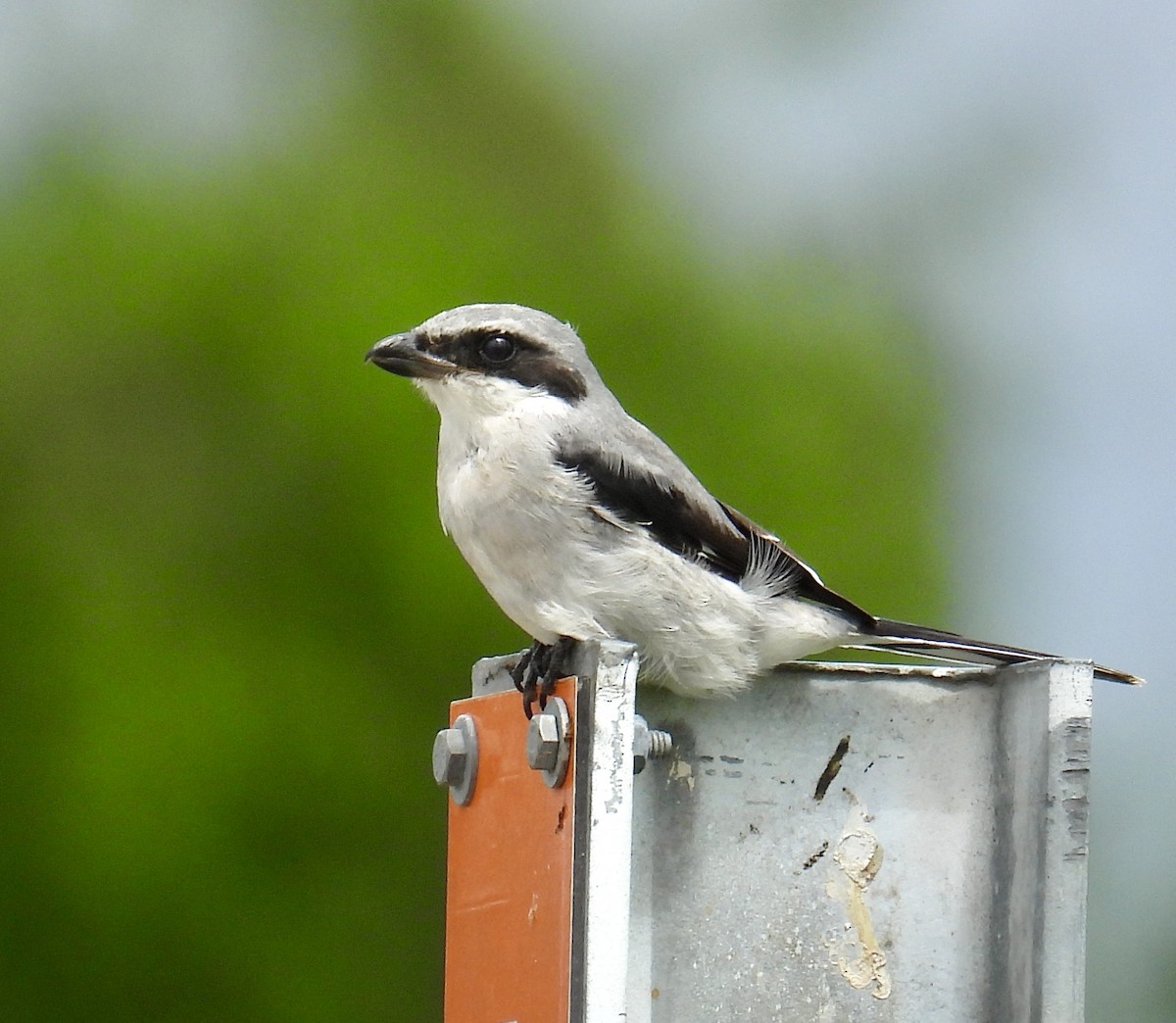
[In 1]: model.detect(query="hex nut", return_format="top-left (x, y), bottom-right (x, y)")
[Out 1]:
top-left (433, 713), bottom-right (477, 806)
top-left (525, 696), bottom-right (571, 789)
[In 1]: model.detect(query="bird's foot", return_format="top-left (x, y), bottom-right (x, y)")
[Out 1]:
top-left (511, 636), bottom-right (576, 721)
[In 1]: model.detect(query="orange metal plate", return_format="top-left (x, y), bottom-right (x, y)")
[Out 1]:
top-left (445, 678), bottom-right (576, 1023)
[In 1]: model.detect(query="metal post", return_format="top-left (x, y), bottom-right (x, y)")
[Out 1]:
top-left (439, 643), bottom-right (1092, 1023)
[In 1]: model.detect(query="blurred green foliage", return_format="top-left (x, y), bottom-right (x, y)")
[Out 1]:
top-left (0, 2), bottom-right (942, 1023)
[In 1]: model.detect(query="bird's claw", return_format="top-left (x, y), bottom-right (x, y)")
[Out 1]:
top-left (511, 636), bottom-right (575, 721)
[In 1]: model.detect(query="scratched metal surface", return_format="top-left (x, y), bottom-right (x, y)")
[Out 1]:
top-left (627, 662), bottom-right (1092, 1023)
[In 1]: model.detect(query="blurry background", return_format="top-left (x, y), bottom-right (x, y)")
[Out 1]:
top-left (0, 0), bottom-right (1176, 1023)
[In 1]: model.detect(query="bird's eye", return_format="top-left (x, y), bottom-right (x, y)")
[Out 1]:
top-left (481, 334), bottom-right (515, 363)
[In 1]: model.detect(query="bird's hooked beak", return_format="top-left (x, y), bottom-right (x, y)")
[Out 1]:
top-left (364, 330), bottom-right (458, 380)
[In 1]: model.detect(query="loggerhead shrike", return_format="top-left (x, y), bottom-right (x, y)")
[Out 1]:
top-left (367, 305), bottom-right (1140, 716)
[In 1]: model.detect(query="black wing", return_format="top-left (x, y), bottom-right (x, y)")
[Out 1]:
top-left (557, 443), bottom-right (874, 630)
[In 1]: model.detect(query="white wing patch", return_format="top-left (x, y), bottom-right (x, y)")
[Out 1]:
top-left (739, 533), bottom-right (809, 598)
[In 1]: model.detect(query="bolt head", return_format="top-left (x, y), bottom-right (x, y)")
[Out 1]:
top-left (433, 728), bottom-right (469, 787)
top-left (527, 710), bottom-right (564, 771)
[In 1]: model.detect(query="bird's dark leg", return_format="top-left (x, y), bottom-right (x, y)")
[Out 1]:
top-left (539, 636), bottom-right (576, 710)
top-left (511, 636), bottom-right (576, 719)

* _WORK TO BE COMPLETED_: Locate each line in the entries above that contains the word "wing", and copy those lines in full.

* _EXERCISE ANSWER_:
[In 1]: model.detect(query="black wing", return_format="top-left (x, y), bottom-right (x, y)")
[In 1]: model.detect(query="white wing patch", return_format="top-left (x, y), bottom-right (x, y)")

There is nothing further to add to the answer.